Records from a point labeling set:
--- start ---

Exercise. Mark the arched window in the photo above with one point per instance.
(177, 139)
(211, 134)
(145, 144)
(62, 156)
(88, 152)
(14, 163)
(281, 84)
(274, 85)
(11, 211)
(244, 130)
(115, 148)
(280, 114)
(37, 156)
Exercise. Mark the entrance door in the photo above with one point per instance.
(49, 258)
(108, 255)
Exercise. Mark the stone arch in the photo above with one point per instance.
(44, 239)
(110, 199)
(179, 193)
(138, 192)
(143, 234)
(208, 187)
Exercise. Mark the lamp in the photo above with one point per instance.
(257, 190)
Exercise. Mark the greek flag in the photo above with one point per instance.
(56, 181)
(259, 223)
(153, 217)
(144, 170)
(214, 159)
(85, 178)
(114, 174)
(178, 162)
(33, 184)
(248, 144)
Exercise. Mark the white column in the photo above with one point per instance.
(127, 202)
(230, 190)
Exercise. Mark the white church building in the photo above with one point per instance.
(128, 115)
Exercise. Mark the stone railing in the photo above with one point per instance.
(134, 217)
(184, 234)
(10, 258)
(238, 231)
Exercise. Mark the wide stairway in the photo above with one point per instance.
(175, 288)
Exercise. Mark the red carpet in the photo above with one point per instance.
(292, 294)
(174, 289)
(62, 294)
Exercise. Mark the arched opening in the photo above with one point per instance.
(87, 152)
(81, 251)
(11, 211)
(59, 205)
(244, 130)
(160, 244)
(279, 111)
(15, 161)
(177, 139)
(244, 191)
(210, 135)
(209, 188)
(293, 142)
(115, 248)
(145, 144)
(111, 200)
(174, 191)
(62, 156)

--- end ---

Aim of the exercise:
Output the records exactly, including every line.

Written reply:
Exercise. Mark the arched window in the photo above with one point per instance.
(177, 139)
(211, 134)
(145, 144)
(62, 156)
(88, 152)
(14, 163)
(281, 84)
(274, 85)
(11, 211)
(244, 130)
(115, 148)
(280, 114)
(37, 156)
Exercise. Mark the entrance door in the photo above with one point per instance.
(49, 258)
(108, 255)
Exercise. Mark the stone arch in the photo above with one point per instance.
(44, 239)
(110, 199)
(179, 193)
(138, 192)
(143, 234)
(208, 187)
Exercise. Mark the lamp in the photo above with one point per instance.
(257, 190)
Exercise. Mark the greek flag in the photo above with one point per instance.
(56, 181)
(259, 223)
(153, 217)
(144, 170)
(214, 159)
(85, 178)
(114, 174)
(178, 162)
(33, 184)
(248, 144)
Exercise. Mark the white column in the photo above with one point per instance.
(127, 202)
(230, 190)
Exercise. Mark the white church building in the photo above with one point per instance.
(128, 115)
Exercise. Mark the stone railing in the photo above with one point per instance.
(134, 217)
(184, 234)
(10, 258)
(238, 231)
Exercise. Mark the wide stairway in the photo above with one point per instance.
(175, 288)
Exercise. Mark the red carpet in the photo above with one point per instance.
(292, 294)
(174, 289)
(62, 294)
Exercise. Mark the arched opening in the photo above with one point per instance.
(87, 152)
(81, 251)
(11, 211)
(59, 205)
(244, 130)
(160, 244)
(279, 111)
(15, 161)
(177, 139)
(244, 191)
(210, 135)
(209, 188)
(293, 142)
(115, 248)
(145, 144)
(111, 200)
(174, 191)
(62, 156)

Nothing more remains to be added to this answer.